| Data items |
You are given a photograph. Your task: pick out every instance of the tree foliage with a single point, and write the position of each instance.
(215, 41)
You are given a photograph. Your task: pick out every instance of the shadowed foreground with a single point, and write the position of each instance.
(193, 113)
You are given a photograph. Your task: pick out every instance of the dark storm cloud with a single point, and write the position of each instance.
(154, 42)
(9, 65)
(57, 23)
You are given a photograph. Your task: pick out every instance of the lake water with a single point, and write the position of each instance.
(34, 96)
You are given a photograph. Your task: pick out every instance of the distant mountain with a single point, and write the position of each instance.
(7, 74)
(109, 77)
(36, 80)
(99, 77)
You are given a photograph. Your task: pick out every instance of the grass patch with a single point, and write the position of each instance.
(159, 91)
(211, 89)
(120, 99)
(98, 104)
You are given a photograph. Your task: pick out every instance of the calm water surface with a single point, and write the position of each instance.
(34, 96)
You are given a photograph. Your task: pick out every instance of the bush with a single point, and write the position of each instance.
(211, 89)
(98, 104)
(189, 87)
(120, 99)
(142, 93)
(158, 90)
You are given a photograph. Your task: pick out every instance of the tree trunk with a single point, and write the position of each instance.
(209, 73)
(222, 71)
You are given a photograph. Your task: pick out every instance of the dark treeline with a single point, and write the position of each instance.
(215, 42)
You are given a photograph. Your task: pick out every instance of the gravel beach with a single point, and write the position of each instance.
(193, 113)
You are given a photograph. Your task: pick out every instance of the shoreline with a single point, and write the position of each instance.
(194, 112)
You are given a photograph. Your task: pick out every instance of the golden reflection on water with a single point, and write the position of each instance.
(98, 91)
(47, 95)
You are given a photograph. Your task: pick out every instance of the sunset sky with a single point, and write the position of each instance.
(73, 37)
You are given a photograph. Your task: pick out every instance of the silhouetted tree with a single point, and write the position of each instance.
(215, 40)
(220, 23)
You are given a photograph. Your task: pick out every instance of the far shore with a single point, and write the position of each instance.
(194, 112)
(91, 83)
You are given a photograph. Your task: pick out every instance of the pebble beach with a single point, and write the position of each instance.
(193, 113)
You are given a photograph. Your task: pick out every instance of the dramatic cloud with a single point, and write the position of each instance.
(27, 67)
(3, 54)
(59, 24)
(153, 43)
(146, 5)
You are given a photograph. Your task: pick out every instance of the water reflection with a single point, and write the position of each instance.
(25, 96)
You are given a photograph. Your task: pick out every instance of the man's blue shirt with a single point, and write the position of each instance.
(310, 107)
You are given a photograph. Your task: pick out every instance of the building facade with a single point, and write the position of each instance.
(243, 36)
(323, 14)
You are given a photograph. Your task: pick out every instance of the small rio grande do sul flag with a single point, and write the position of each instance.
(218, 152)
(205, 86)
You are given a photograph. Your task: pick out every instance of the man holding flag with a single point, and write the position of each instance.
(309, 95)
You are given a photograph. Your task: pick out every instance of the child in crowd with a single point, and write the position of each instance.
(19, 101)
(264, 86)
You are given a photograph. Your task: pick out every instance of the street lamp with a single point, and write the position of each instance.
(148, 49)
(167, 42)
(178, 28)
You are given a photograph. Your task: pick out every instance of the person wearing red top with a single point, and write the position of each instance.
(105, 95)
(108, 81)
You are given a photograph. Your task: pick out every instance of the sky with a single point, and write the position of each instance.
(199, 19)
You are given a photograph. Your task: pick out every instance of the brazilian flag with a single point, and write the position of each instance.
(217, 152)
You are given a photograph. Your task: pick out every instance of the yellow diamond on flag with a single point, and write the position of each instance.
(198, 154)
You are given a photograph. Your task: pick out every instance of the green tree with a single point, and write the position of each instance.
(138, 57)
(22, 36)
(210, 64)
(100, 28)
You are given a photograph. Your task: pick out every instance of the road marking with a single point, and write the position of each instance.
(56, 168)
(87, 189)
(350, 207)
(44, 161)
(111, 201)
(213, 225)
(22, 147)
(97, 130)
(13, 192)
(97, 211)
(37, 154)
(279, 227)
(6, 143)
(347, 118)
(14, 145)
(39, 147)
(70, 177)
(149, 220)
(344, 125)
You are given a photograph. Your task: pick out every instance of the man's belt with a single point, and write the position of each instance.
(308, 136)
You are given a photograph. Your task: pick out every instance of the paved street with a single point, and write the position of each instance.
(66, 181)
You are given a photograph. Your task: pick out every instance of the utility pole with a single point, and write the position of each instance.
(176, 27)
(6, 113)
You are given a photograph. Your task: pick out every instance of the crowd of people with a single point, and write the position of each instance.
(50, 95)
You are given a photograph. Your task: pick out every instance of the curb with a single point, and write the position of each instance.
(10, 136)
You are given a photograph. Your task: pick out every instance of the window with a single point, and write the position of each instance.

| Direction |
Rewrite every line of the data above, swapping "pick out" for "mark" wherever it occurs and leaving all other text unchanged.

| Solution to this problem |
You are given a photograph. Your task: mark every instance of the tree foliage with a single point, and write the position of each instance.
(215, 41)
You are given a photograph. Your task: mark every instance of the shadowed foreground with a single point, and write the position of each instance.
(193, 113)
You are given a photograph. Your task: mark every instance of the dark storm cloud with a single point, and write the position of each instance.
(154, 42)
(9, 65)
(57, 23)
You are given a photograph. Your task: mark every instance of the lake water with a single point, and write the position of each instance.
(34, 96)
You are given a photograph. Your task: mark every instance of the distant mountain with a single point, and write the position of each instance.
(7, 74)
(109, 77)
(36, 80)
(99, 77)
You are given a photograph. Your task: mark every instance of the grass patch with a single point, and write the position of each instance.
(159, 91)
(211, 89)
(120, 99)
(98, 104)
You are given a photograph. Your task: mark every instance of the calm water surface with a single point, and write the position of each instance.
(34, 96)
You are given a photograph. Your task: mark every instance of the bush with a single point, and write the position of each instance.
(211, 89)
(98, 104)
(189, 87)
(120, 99)
(142, 93)
(158, 90)
You are given a photograph. Your task: mark every instance of the tree trunk with a single point, and write the position of each instance.
(209, 73)
(222, 71)
You are given a photograph. Your task: mark every instance of the dark treeline with a single point, and write the position of each instance.
(215, 42)
You are given a photograph. Your task: mark every instance of the gravel beach with a single point, and write the position of each instance.
(193, 113)
You are given a photograph. Your task: mark every instance of the shoreline with a single point, and write the position of each instance.
(194, 112)
You are given a photograph. Your task: mark every instance of the golden reflection on water with a single point, and write the position of each instance.
(98, 91)
(47, 95)
You are given a photograph. Your task: mark every instance of the sunset sky with a single point, and write the position of each instance.
(73, 37)
You are given a photograph. Your task: mark every instance of the silhouetted tree with a single point, and write the position of each instance.
(215, 40)
(220, 23)
You are given a photograph. Your task: mark every instance of the far shore with a single point, and write the position of each instance.
(194, 112)
(91, 83)
You are given a photograph. Your task: mark every instance of the pebble beach with a single point, and write the position of each instance.
(193, 113)
You are given a photograph. Your task: mark every instance of the dramatic cloud with a single point, and write the position of each instance.
(27, 67)
(3, 54)
(59, 24)
(153, 43)
(146, 5)
You are given a photograph. Your task: mark every instance of the water reflection with a single point, and write the position of each instance.
(25, 96)
You are given a photograph. Your task: mark every instance of the man's blue shirt with a single point, and write the position of each instance.
(310, 107)
You are given a photograph. Your task: mark every instance of the building facade with a single point, and write the position of each instance.
(243, 36)
(323, 14)
You are given a photograph. Your task: mark every instance of the small rio grande do sul flag with a single point, and write the position of each instance.
(218, 152)
(205, 86)
You are given a photograph. Your task: mark every instance of the man holding flag with a single point, and write the position of each instance.
(309, 95)
You are given a photograph. Your task: mark every instance of the child in crowd with a single point, and write the position of each instance.
(19, 101)
(264, 86)
You are given a photograph. Your task: mark every instance of the street lamp with a single point, and write the position of each instance.
(148, 49)
(167, 42)
(178, 28)
You are given a photograph. Your task: mark every instance of the person wearing red top with a single point, and write the position of each instance.
(105, 95)
(108, 81)
You are given a photograph. Your task: mark every instance of the sky with a single point, and write the position of each instance.
(199, 19)
You are given a photograph. Your task: mark every instance of the brazilian flag with a single point, and write the position of each instance.
(217, 152)
You are given a photograph. Your task: mark every instance of the yellow diamond on flag with a single point, and write the position of each instance.
(198, 154)
You are given a photograph. Your task: mark every instance of the green tree with a single point, and write the position of each instance.
(138, 57)
(22, 36)
(210, 64)
(100, 28)
You are given a photograph. Your task: mark every instance of the road marking with a single point, and write the position of each instance.
(56, 168)
(87, 189)
(350, 207)
(44, 161)
(111, 201)
(213, 225)
(22, 147)
(97, 130)
(13, 192)
(97, 211)
(37, 154)
(279, 227)
(6, 143)
(347, 118)
(14, 145)
(39, 147)
(70, 177)
(149, 220)
(344, 125)
You are given a photograph. Your task: mark every instance of the man's belt with a single point, and write the position of each instance.
(308, 136)
You are given a photograph. Your task: mark every instance of the paved street with a single point, and write the position of each instance.
(66, 181)
You are given a photograph. Your task: mark every instance of the utility pole with a single point, and write the position of each instance.
(176, 27)
(6, 113)
You are given a photograph. Your task: mark every instance of the crowd of people with a single point, and write the position of each instance.
(50, 95)
You are given a photograph. Your task: mark every instance of the curb with a single point, and write the position of each instance.
(10, 136)
You are given a photograph. Your task: mark every instance of the window with a single point, and write the position of each instance.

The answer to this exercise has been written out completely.